**Description of the task:** Extract the records below word for word and ignore the images.

**Records supplied:**
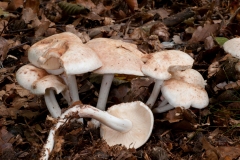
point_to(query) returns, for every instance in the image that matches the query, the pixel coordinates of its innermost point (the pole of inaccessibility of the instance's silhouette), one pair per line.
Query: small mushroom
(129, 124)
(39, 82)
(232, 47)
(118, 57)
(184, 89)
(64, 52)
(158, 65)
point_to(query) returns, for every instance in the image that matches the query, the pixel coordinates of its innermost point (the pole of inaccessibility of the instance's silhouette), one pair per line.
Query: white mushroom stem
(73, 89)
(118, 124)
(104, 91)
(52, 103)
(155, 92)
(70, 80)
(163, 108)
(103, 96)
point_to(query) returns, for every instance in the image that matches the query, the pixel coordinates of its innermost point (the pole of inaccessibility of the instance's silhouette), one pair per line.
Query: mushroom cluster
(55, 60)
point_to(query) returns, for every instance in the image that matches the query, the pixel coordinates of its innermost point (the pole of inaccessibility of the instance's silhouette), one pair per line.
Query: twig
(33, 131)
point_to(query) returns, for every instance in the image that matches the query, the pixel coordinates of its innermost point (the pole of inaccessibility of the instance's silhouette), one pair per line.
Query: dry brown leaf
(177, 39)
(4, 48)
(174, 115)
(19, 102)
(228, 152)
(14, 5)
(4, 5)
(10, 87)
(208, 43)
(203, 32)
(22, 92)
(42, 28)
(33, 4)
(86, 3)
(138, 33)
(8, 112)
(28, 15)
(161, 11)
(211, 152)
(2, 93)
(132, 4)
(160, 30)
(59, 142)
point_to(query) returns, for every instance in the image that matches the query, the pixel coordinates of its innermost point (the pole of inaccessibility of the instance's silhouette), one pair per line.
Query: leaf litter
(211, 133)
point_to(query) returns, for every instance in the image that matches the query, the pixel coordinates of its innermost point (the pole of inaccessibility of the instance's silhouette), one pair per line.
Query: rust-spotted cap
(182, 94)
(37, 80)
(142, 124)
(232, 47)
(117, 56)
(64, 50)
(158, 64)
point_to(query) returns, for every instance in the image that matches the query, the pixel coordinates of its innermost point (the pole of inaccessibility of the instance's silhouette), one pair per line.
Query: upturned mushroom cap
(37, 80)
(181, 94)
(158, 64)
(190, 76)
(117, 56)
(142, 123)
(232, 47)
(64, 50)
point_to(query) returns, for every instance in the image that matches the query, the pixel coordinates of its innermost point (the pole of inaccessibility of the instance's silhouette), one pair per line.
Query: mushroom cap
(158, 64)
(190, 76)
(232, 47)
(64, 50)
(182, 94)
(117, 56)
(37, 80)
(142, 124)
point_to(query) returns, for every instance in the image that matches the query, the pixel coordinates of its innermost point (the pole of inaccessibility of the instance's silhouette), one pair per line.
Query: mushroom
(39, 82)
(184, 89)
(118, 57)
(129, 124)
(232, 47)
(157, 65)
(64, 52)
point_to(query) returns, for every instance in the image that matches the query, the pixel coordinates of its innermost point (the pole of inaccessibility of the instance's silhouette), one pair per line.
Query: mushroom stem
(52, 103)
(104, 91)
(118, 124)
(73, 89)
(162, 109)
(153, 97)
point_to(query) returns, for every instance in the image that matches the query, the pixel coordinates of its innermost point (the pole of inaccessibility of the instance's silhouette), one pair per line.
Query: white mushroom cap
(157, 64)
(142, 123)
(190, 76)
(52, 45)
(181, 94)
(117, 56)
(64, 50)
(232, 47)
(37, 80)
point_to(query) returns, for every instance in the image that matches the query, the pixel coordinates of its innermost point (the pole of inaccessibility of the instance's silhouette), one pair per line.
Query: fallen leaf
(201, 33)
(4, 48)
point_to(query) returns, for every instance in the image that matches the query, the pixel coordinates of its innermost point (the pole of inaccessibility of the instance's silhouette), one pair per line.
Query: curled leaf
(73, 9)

**Result below:**
point_to(query) returns, for every instance in the image that matches the query, the pixel coordinates of its innermost point (the pole of inaccessibility of the instance's silhouette), one pair per line.
Query: small mushroom
(129, 124)
(39, 82)
(232, 47)
(118, 57)
(184, 89)
(64, 52)
(158, 65)
point_to(query) returns, for every instance in the image that matches the query, the pixel coordinates of its innermost point (the pole of inaccessibility of the instance's silhouette), one pair per line.
Query: white mushroom stem
(73, 89)
(118, 124)
(104, 91)
(52, 103)
(155, 92)
(70, 80)
(163, 108)
(103, 96)
point_to(query) returns, for every instance in the image that matches the query, the pixel coordinates of its innermost point (the pole of inaccessibility of the instance's silhouette), one pair per line.
Query: mushroom cluster
(55, 60)
point_to(query) returns, for every instance in the image that matches the query, the pixel coordinates of its innermost point (the pole of inaccessibility of the instance's silhouette), one pair per line.
Query: twig
(33, 131)
point_to(query) returns, for every instance in the image that matches the query, the pixel coordinates of its innermost point (the pole of inaccessibility of the instance's silhouette), one pair per line.
Query: dry brown leaf
(177, 39)
(4, 48)
(174, 115)
(19, 102)
(228, 152)
(14, 5)
(4, 5)
(10, 87)
(208, 43)
(203, 32)
(22, 92)
(42, 28)
(33, 4)
(86, 3)
(138, 33)
(8, 112)
(28, 15)
(161, 11)
(211, 152)
(2, 93)
(132, 4)
(160, 30)
(59, 142)
point_to(query) returns, for every instance in the image that matches the query, the pixel coordinates of its innermost point (the pole of inaccessibility of the instance's silhouette), one pair per line.
Query: leaf litter
(211, 133)
point_to(query) returns, for every instance in the image that matches the query, the pixel coordinates of its innermost point (the pole of inaccessibility of the instance's silhouette), one pair per line.
Query: rust-spotted cap
(182, 94)
(37, 80)
(142, 124)
(232, 47)
(117, 56)
(64, 50)
(158, 64)
point_to(query) returns, for every instance in the image that matches the query, the pixel coordinates of its innermost point (the pole of inaccessibility of the instance's silhouette), one pair per line.
Query: upturned mushroom cap
(37, 80)
(181, 94)
(158, 64)
(190, 76)
(117, 56)
(142, 123)
(232, 47)
(64, 50)
point_to(query) returns, for every instance in the image that matches the query, the pixel coordinates of its innermost point (the pole of inaccessibility of the instance's silhouette), one pair per line.
Query: mushroom cap
(158, 64)
(190, 76)
(232, 47)
(64, 50)
(182, 94)
(117, 56)
(37, 80)
(142, 124)
point_to(query) returns, for every instance in the image that matches the query, the pixel coordinates of its innermost point (the pole of inaccessibility of the instance's silhouette), one pair per line.
Query: mushroom
(39, 82)
(184, 89)
(118, 57)
(129, 124)
(232, 47)
(157, 65)
(64, 52)
point_to(query) returns, for every instance in the image that matches the query, the pixel coordinates of its innermost point (the pole of inaccessibility of the instance's silhouette), one pair per line.
Query: mushroom stem
(52, 103)
(104, 91)
(118, 124)
(73, 89)
(162, 109)
(153, 97)
point_to(query) returns, for every instance in the image that matches the query, the pixel coordinates of its innermost point (the pole of inaccessibility of the instance's silhouette), one pair per line.
Query: white mushroom cap
(157, 64)
(142, 123)
(190, 76)
(52, 45)
(181, 94)
(117, 56)
(64, 50)
(232, 47)
(37, 80)
point_to(query) returns, for every instance in the image that matches the query, the pixel coordinates of its innermost point (the pole of inaccessibility of the instance's silhouette), one pair per line.
Query: fallen leaf
(201, 33)
(4, 48)
point_to(query) returns, for every instance in the image that matches the query, the pixel coordinates of its innermost point (the pole of inaccessibility of the instance's silhouette), one pair per line.
Query: curled leaf
(73, 9)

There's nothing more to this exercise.